*** Dataset Section Begins ***

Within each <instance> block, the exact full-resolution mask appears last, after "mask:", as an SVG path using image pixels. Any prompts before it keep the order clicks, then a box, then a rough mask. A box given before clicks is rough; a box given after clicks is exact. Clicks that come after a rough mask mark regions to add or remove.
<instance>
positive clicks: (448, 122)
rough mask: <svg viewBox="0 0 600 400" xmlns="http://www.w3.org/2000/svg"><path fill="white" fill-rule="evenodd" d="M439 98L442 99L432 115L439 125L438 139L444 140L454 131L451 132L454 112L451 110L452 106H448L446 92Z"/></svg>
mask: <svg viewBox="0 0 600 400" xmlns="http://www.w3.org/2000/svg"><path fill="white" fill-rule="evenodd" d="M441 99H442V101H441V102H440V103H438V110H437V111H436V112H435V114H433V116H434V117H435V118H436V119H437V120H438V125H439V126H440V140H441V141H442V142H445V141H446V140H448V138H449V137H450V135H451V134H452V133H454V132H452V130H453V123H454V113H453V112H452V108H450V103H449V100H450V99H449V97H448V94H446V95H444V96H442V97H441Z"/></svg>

*** Dataset Section Ends ***

» Your instructions: Quote every line of the items above, word for word and with nothing changed.

» Solved exercise:
Within each <instance> block, the exact full-resolution mask appears last, after "mask:", as an SVG path using image pixels. Any prompts before it keep the order clicks, then a box, then a rough mask. A box given before clicks is rough; a box given after clicks is exact. Clicks that come after a rough mask mark regions to add or remove.
<instance>
positive clicks: (448, 122)
rough mask: <svg viewBox="0 0 600 400" xmlns="http://www.w3.org/2000/svg"><path fill="white" fill-rule="evenodd" d="M439 98L442 99L432 115L439 125L438 139L444 140L454 131L451 132L454 112L451 110L452 106H448L446 92Z"/></svg>
mask: <svg viewBox="0 0 600 400" xmlns="http://www.w3.org/2000/svg"><path fill="white" fill-rule="evenodd" d="M441 99H442V101H441V102H440V103H438V110H437V111H436V112H435V114H433V116H434V117H435V118H436V119H437V120H438V125H439V126H440V140H441V141H442V142H445V141H446V140H448V138H449V137H450V135H451V134H452V133H454V132H452V130H453V123H454V113H453V112H452V108H450V103H449V100H450V99H449V97H448V94H446V95H444V96H442V97H441Z"/></svg>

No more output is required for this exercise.